> _TEXTO_:
----------

Outro dia, o filho de uma vítima da Covid-19 dizia numa entrevista na Tv que não havia percebido as dimensões da tragédia planetária trazida pela pandemia até perder a própria mãe para a doença. Para ele, tudo o que está acontecendo é tão inusitado que até ali não parecia coisa real, mas uma obra de ficção. 

Esta é a minha sensação diante do falecimento de uma prima querida, vítima do Corona Vírus. Como se dizia no tempo dos orelhões: demorou até a ficha cair. Mas quando caiu causou um terremoto interior. A tragédia é duramente real, embora pareça absurdo andar lavando as mãos a toda hora e não poder chegar perto das outras pessoas.  

Adélia Maria era piauiense, médica pediatra e residia em São Paulo. Fomos criados praticamente juntos, na convivência das brincadeiras de criança na pequena Teresina daquele tempo. Lá, a televisão só foi chegar nos anos 60, pelo sinal repetido de uma emissora maranhense. Dez anos depois foi inaugurada a primeira emissora do estado, a Tv Rádio Clube. Até então, sem Tv, as brincadeiras de rua é que selavam os afetos e criavam laços que o tempo não esfiapava. Depois que se mudou para São Paulo e eu para Brasília passamos a nos ver bem menos, só lá uma vez ou outra, quando as férias em Teresina coincidiam. Aí lembrávamos daquele tempo. Era bom. Mesmo distantes geograficamente, mantivemos vivos os laços de bem-querer.

----------

> _LISTA DE TAREFAS_:
- a) Segundo o texto, por que o filho da vítima entrevistado na TV não tinha percebido as dimensões da tragédia antes de perder a mãe? Explique em uma a três frases.
- b) Reescreva de forma mais breve o parágrafo do texto que começa com "Adélia Maria era piauiense", mantendo seus fatos principais.

> _MATERIAL FORNECIDO_:
----------

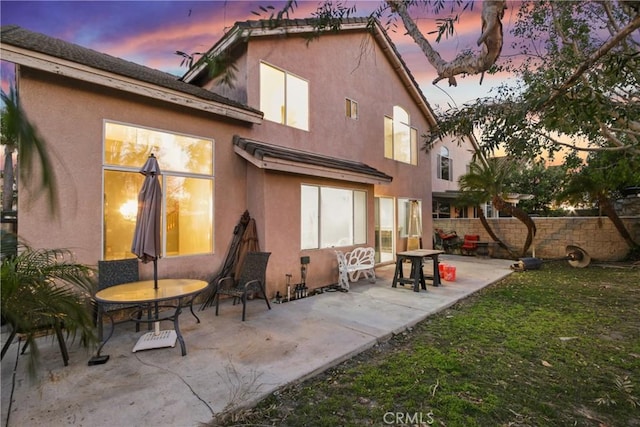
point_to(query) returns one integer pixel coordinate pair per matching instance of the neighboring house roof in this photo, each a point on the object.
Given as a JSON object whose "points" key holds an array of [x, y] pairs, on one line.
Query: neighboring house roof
{"points": [[242, 32], [42, 52], [272, 157]]}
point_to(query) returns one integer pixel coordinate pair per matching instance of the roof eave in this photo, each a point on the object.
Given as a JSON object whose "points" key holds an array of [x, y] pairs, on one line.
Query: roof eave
{"points": [[77, 71], [269, 163]]}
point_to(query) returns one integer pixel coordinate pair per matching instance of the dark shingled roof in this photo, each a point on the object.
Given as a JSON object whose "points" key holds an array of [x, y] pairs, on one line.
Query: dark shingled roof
{"points": [[262, 151], [37, 42]]}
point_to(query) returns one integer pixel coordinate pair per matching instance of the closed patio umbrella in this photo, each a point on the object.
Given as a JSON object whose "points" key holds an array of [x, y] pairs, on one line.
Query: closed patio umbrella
{"points": [[146, 237], [248, 243]]}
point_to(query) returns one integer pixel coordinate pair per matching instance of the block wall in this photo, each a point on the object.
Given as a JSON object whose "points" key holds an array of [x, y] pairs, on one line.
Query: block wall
{"points": [[596, 235]]}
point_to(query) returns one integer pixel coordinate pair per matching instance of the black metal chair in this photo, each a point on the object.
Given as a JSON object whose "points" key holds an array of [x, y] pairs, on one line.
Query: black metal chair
{"points": [[111, 273], [251, 280]]}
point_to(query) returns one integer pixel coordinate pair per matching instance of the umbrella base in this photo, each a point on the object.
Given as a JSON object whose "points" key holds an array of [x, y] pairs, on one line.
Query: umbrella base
{"points": [[152, 340]]}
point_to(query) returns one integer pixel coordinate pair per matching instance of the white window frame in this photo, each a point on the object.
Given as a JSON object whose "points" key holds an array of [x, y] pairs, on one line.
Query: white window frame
{"points": [[444, 156], [400, 138], [351, 108], [167, 173], [313, 221], [286, 97]]}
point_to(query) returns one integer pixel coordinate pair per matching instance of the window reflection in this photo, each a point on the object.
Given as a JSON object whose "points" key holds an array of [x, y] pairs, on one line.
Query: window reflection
{"points": [[332, 217], [284, 98], [187, 182]]}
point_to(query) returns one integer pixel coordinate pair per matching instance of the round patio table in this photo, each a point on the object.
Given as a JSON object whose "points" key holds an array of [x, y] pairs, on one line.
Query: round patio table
{"points": [[144, 293]]}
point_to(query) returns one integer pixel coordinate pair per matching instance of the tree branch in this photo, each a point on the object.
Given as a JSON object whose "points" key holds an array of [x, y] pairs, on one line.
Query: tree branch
{"points": [[491, 40]]}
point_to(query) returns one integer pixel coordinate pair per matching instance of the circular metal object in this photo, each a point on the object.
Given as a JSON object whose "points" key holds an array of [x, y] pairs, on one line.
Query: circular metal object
{"points": [[577, 257]]}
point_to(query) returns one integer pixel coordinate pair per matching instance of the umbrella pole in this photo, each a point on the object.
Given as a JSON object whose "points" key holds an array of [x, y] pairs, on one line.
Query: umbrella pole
{"points": [[155, 286]]}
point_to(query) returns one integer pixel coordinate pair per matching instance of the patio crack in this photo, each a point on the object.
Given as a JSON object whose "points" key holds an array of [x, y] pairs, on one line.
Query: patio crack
{"points": [[183, 381]]}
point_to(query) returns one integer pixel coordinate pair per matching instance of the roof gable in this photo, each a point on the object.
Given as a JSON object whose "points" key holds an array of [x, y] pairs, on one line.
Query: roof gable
{"points": [[243, 32], [50, 54]]}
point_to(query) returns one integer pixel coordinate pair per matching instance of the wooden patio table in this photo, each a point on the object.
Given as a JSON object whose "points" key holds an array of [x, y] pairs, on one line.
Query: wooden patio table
{"points": [[416, 277]]}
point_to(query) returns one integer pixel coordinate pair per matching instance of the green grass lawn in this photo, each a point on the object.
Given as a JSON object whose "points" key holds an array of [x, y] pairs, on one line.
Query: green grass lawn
{"points": [[557, 346]]}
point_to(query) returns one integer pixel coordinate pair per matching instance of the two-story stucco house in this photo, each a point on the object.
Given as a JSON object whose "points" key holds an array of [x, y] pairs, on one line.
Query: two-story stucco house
{"points": [[319, 141]]}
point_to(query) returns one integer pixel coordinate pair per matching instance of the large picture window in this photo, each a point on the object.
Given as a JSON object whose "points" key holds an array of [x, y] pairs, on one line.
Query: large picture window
{"points": [[332, 217], [187, 182], [400, 139], [284, 98], [409, 217], [445, 165]]}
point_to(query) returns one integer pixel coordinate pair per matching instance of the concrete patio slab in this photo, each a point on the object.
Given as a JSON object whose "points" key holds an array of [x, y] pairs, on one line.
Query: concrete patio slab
{"points": [[228, 362]]}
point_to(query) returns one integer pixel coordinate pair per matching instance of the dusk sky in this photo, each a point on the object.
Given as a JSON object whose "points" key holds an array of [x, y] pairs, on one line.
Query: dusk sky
{"points": [[149, 33]]}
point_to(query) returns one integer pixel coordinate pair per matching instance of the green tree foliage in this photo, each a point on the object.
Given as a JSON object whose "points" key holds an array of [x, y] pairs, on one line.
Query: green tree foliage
{"points": [[602, 180], [43, 288], [20, 134], [579, 83], [542, 182]]}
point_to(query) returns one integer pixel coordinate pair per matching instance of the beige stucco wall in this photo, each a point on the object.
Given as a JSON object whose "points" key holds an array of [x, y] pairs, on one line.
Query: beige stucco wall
{"points": [[597, 236], [70, 115], [366, 77]]}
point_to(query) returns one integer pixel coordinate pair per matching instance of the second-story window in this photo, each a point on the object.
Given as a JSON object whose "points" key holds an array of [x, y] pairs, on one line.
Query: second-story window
{"points": [[284, 98], [445, 165], [400, 139], [351, 108]]}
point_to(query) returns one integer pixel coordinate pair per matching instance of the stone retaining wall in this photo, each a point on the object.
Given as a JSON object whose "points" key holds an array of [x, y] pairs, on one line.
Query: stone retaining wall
{"points": [[596, 235]]}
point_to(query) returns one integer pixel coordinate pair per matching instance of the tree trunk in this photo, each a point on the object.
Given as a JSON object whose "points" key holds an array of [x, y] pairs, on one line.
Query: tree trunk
{"points": [[610, 212], [491, 40], [522, 216], [494, 237], [7, 181]]}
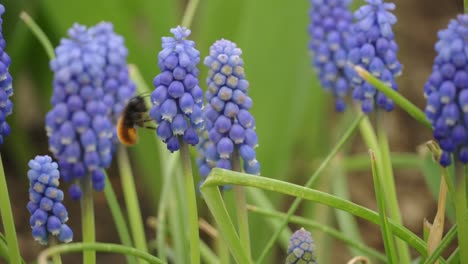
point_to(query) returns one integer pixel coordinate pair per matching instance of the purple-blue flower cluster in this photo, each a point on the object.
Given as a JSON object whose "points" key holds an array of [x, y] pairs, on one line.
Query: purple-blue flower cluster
{"points": [[329, 29], [230, 126], [301, 248], [447, 91], [117, 85], [373, 47], [177, 98], [6, 87], [79, 126], [48, 214]]}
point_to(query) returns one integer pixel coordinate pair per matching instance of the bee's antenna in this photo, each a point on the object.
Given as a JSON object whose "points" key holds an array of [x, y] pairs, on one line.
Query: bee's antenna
{"points": [[144, 94]]}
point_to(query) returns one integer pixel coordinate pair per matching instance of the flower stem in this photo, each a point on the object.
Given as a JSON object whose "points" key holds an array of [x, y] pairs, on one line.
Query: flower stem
{"points": [[56, 259], [103, 247], [309, 183], [387, 179], [241, 207], [444, 243], [189, 13], [191, 202], [220, 177], [328, 230], [461, 212], [389, 243], [119, 220], [7, 219], [131, 200], [87, 216], [40, 35], [404, 103]]}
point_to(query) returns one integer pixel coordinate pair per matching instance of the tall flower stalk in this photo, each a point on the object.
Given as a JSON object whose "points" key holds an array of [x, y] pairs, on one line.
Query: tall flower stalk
{"points": [[447, 107], [230, 126], [6, 108], [329, 29], [91, 86], [177, 109]]}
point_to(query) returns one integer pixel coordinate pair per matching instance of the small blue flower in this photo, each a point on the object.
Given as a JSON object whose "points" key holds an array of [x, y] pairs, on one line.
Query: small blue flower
{"points": [[373, 47], [48, 214], [6, 85], [301, 248], [117, 85], [446, 91], [177, 99], [80, 125], [229, 124], [329, 30]]}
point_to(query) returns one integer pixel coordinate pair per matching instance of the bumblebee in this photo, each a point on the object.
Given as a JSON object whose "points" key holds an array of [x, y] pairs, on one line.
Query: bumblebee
{"points": [[134, 114]]}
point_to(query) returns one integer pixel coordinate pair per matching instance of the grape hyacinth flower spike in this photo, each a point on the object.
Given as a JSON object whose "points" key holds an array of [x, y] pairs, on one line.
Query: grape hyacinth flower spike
{"points": [[230, 126], [177, 99], [301, 248], [329, 29], [79, 126], [6, 87], [48, 214], [373, 48], [446, 91], [117, 85]]}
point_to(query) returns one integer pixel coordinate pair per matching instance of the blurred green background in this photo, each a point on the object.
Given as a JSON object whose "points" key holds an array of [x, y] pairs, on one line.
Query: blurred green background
{"points": [[295, 120]]}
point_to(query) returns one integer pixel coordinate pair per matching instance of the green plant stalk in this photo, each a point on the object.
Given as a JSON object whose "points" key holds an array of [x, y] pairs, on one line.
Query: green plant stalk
{"points": [[390, 190], [220, 177], [437, 227], [347, 135], [118, 217], [241, 207], [189, 13], [4, 249], [7, 219], [178, 224], [346, 222], [40, 35], [389, 245], [462, 213], [455, 257], [223, 251], [167, 172], [444, 243], [258, 197], [436, 151], [400, 100], [360, 162], [349, 240], [56, 259], [227, 231], [102, 247], [87, 219], [131, 200], [207, 255], [194, 237]]}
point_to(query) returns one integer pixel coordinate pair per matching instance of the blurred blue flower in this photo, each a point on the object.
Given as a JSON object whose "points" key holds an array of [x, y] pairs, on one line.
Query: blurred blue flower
{"points": [[177, 98], [230, 126], [48, 214], [373, 47], [80, 126], [6, 87], [301, 248], [446, 91], [329, 29]]}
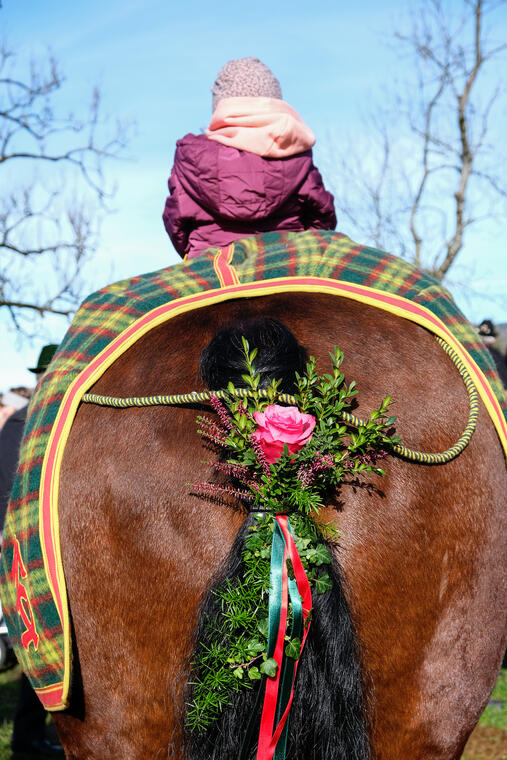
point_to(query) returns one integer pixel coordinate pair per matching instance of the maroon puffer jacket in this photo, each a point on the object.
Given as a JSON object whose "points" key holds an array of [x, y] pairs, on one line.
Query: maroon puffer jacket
{"points": [[219, 194]]}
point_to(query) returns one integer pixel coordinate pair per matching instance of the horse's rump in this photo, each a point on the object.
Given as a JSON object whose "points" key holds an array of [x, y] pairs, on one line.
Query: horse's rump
{"points": [[422, 549]]}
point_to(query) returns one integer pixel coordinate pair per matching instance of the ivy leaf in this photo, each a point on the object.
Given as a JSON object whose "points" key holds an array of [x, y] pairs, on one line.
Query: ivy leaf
{"points": [[293, 649], [269, 667], [323, 583]]}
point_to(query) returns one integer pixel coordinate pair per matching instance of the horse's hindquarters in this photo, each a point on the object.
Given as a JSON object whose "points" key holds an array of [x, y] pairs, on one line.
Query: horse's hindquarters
{"points": [[422, 548]]}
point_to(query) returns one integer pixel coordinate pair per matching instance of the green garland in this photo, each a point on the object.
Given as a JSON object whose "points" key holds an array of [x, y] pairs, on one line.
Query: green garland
{"points": [[296, 484]]}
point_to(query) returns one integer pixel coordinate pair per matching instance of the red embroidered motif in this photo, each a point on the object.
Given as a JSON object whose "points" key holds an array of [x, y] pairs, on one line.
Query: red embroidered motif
{"points": [[23, 604]]}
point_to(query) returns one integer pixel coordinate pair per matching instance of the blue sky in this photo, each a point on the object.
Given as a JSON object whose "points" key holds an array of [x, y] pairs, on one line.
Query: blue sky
{"points": [[155, 62]]}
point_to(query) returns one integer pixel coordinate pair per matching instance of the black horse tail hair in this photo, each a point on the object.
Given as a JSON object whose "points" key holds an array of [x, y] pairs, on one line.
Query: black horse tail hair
{"points": [[328, 718]]}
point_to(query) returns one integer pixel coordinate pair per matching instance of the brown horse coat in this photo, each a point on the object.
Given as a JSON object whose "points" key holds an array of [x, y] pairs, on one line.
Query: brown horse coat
{"points": [[423, 549]]}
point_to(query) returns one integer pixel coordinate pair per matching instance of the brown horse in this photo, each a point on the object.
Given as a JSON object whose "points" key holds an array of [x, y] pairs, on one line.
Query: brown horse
{"points": [[422, 549]]}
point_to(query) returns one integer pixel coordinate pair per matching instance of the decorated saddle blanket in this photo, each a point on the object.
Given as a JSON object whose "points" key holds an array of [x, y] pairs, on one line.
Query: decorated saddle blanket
{"points": [[109, 321]]}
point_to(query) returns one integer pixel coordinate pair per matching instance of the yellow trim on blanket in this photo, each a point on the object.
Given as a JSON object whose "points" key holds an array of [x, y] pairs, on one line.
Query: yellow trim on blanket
{"points": [[274, 286]]}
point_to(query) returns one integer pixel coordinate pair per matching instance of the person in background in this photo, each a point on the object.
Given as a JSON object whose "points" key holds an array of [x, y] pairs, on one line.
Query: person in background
{"points": [[29, 728], [252, 171], [489, 335]]}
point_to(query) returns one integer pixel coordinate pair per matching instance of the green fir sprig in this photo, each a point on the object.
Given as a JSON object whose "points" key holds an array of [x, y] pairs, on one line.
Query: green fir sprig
{"points": [[295, 484]]}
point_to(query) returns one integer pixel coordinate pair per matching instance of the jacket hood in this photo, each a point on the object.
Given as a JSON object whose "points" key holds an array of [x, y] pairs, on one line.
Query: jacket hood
{"points": [[236, 184], [268, 127]]}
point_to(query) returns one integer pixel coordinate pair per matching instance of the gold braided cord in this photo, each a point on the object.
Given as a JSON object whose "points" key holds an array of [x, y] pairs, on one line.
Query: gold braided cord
{"points": [[400, 450]]}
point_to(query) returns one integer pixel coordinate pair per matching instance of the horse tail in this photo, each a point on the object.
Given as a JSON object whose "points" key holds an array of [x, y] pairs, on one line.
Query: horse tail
{"points": [[328, 714]]}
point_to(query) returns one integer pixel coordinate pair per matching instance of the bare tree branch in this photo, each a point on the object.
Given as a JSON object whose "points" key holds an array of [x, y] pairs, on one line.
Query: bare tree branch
{"points": [[47, 233], [444, 172]]}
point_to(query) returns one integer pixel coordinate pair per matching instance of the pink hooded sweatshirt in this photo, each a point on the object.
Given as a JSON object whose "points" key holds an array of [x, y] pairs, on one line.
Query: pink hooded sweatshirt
{"points": [[252, 172]]}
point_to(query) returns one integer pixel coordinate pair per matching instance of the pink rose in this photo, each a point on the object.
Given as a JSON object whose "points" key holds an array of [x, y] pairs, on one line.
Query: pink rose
{"points": [[280, 425]]}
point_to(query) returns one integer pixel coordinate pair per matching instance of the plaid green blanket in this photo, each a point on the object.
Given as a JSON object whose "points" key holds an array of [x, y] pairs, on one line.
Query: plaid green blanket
{"points": [[108, 322]]}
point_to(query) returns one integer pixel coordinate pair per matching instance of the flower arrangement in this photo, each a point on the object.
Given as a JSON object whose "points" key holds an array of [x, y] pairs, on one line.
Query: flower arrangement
{"points": [[280, 461]]}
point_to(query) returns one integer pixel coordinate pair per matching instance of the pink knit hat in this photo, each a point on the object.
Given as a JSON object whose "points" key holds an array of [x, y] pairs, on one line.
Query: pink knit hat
{"points": [[245, 77]]}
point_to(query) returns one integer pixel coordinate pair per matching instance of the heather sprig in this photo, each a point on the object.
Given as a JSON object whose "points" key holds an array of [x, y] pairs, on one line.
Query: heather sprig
{"points": [[295, 483]]}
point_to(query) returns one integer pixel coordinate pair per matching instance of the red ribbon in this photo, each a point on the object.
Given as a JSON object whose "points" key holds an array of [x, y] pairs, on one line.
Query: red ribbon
{"points": [[269, 734]]}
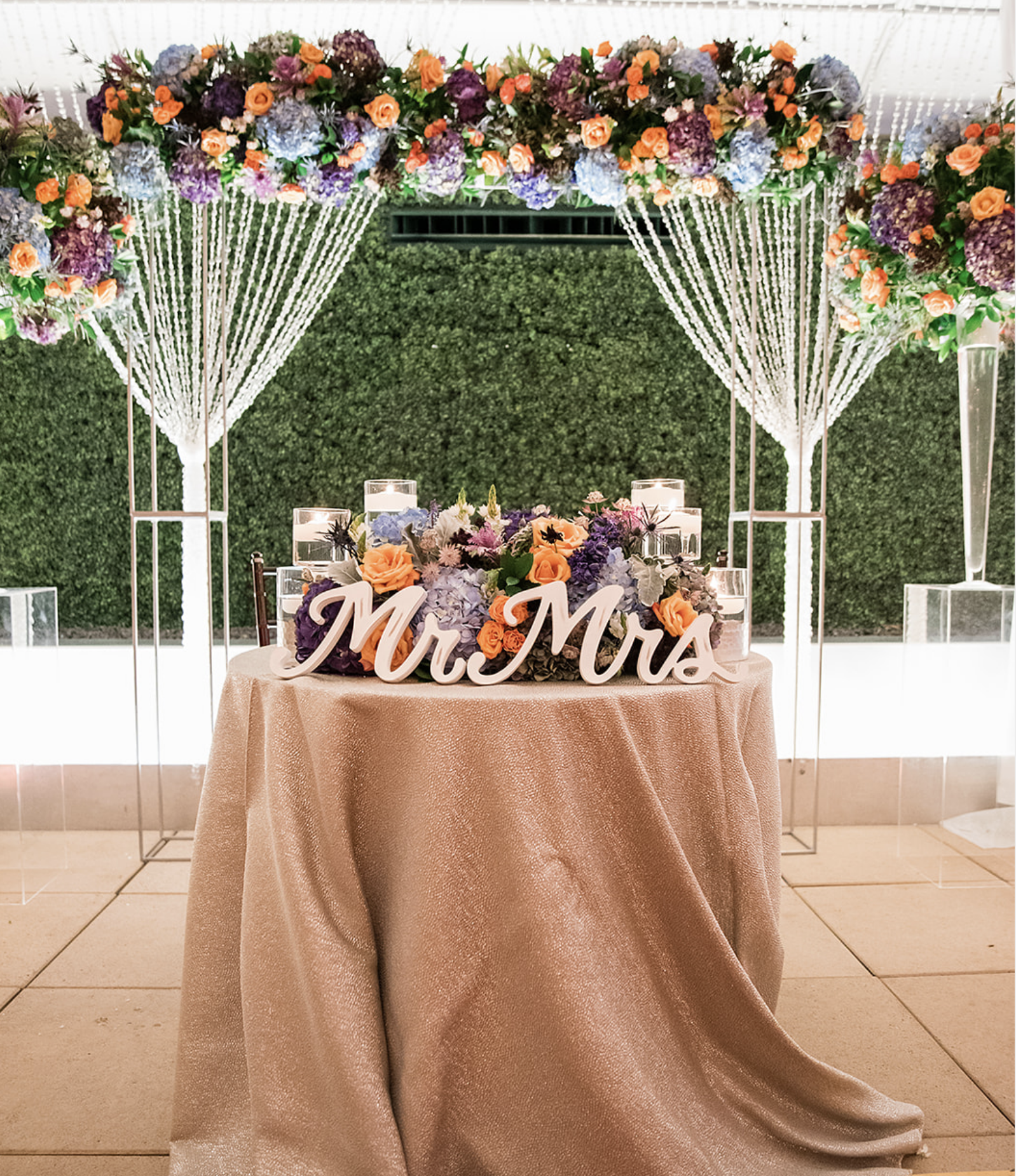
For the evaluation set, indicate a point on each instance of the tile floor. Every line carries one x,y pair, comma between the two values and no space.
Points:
898,981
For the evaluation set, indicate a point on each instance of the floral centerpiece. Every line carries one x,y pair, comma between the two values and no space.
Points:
473,561
930,225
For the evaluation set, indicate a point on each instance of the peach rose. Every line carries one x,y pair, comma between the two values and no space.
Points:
987,203
596,132
491,639
432,73
675,614
548,567
213,142
24,260
368,654
938,303
79,191
259,98
388,567
966,160
383,111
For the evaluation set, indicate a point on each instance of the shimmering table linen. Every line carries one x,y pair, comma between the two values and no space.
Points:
499,932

----------

> _RESPOSTAS DO EXERCÍCIO_:
- a) Para ele, tudo o que está acontecendo é tão inusitado que não parecia coisa real. Parecia uma obra de ficção.

- b) Adélia Maria era piauiense, médica pediatra e morava em São Paulo. Fomos criados praticamente juntos em Teresina, ainda pequena. A TV só chegou lá nos anos 60, pelo sinal de uma emissora maranhense, e a primeira emissora do estado, a Tv Rádio Clube, veio dez anos depois. Sem TV, as brincadeiras de rua criavam laços duradouros. Depois que ela foi para São Paulo e eu para Brasília, passamos a nos ver raramente, quando as férias em Teresina coincidiam. Ainda assim, mantivemos vivos os laços de bem-querer.